§ 目標:
1. インクジェット記録装置に関する本文を読み、次の問いに答えてください。
(a) 収縮パルスのパルス幅はどの範囲とされていますか。
(b) |Von|/|Voff|はどの範囲とされていますか。
(c) 【0001】によると、本発明は何に関するものですか。
2. インクジェット記録装置に関する本文の続きを、最後の文の後から補ってください。

§ 本文:
▬▬▬▬▬▬

説明

インクジェット記録装置

【課題】更に微小な液滴を、高い駆動周波数で、安定に吐出することができるインクジェット記録装置を提供すること。
【解決手段】駆動信号を印加することによって、圧力発生手段を作動させてノズルからインク滴を吐出させるインクジェット記録装置において、一画素周期内の駆動パルスは、時系列順に圧力室の容積を膨張させる第1の膨張パルス、圧力室の容積を収縮させる収縮パルス及び、再度前記圧力室の容積を膨張させる第2の膨張パルスを含み、かつ前記収縮パルスのパルス幅が0.1AL以上0.5AL以下(ALは圧力室の音響的共振周期の1/2)であり、かつ前記第1の膨張パルスの駆動電圧をVon、前記収縮パルスの駆動電圧をVoffとしたとき、|Von|/|Voff|が1.3以上10以下であることを特徴とするインクジェット記録装置。

【発明の詳細な説明】
【技術分野】
【0001】
本発明は、ノズルからインク滴(液滴)を吐出させるインクジェット記録装置に関するものである。

▬▬▬▬▬▬

§ 提供資料:
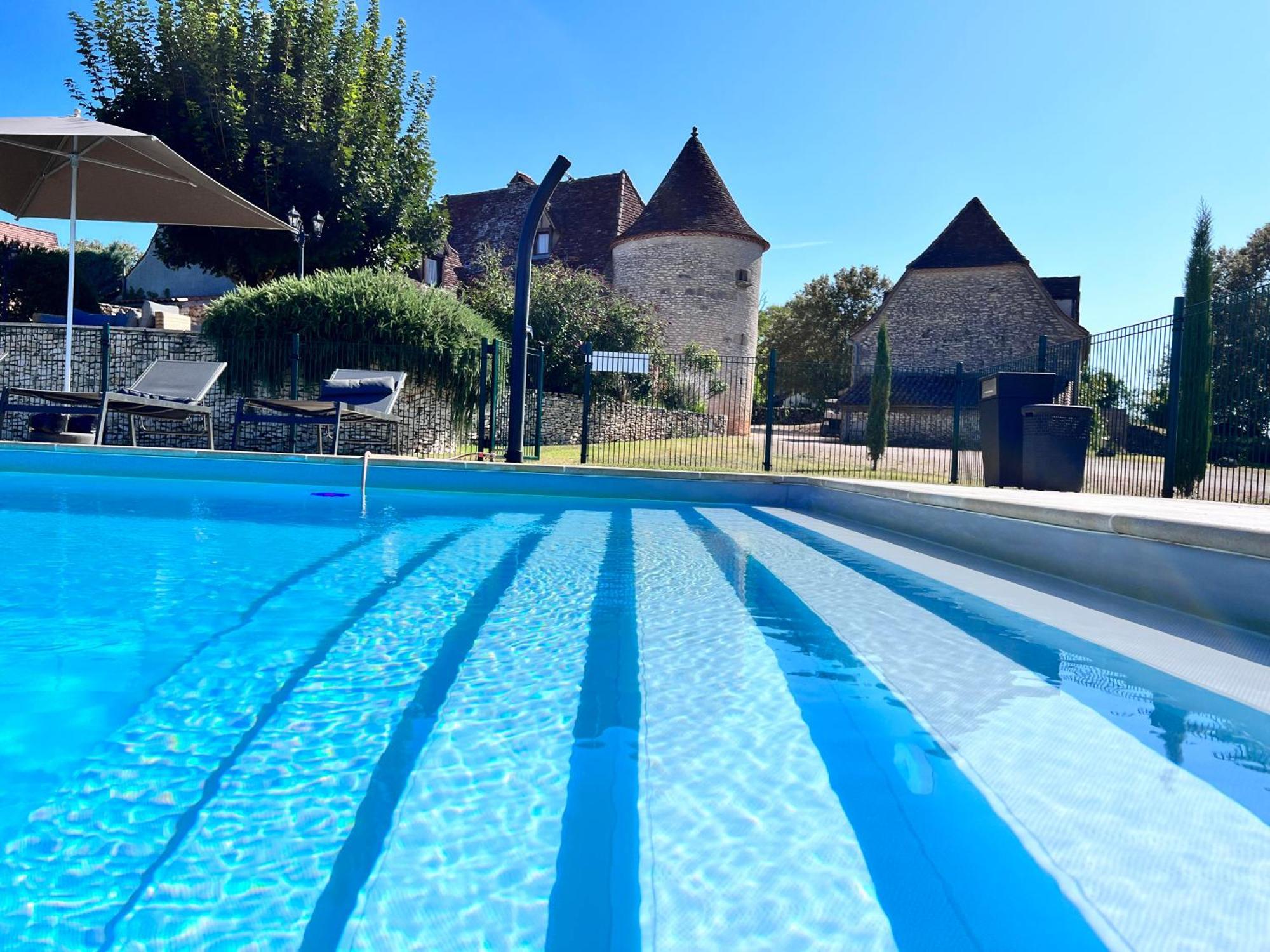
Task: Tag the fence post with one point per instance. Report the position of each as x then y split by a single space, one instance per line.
482 398
295 388
538 426
772 411
957 422
106 357
586 399
493 397
1175 376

▬▬▬▬▬▬

§ 解答例:
1.
(a) 0.1AL以上0.5AL以下
(b) 1.3以上10以下
(c) ノズルからインク滴(液滴)を吐出させるインクジェット記録装置

2.
【背景技術】
【0002】
インクジェット記録装置では、高品位の記録を実現するには記録ドット径を小さくする必要がある。記録ドット径を小さくする方法として、従来から、ノズル開口に連通する圧力室(インクチャネルとも言う)を膨張させてから収縮させるという、「引き打ち」方式を用いることが知られている。この方式によれば、インク滴の質量を少なくできるので、記録ドット径を小さくすることが可能である。
【0003】
また、圧力発生手段としての圧電素子を使用した記録ヘッドには、振動板を使用する方式(例えば積層ピエゾ方式、撓みモード方式)と、振動板を使用せずに圧力室の隔壁をせん断変形させるせん断モード方式とがある。
【0004】
振動板を介して圧力室の容積を変化させる積層ピエゾ方式は、圧電素子を圧力室の外に設けるため圧電素子の形状や大きさに余り制限を受けず、強力な素子を使用して強い圧力を発生させることが可能で、インク滴の吐出性や吐出制御性に優れる。しかし、構造が複雑になるので、大きなヘッドの製造は難しく、100チャネル程度が限度である。
【0005】
一方、せん断モード方式のヘッドは、圧電素子に圧力室となる溝を掘り込んだ簡単な構造なので、数百チャネル持つ大きなヘッドを製造することが可能である。しかし、特にせん断モード方式の記録ヘッドに矩形波の駆動信号を用いると、圧力室内の圧力波振動の影響により微小液滴を吐出するのは困難であった。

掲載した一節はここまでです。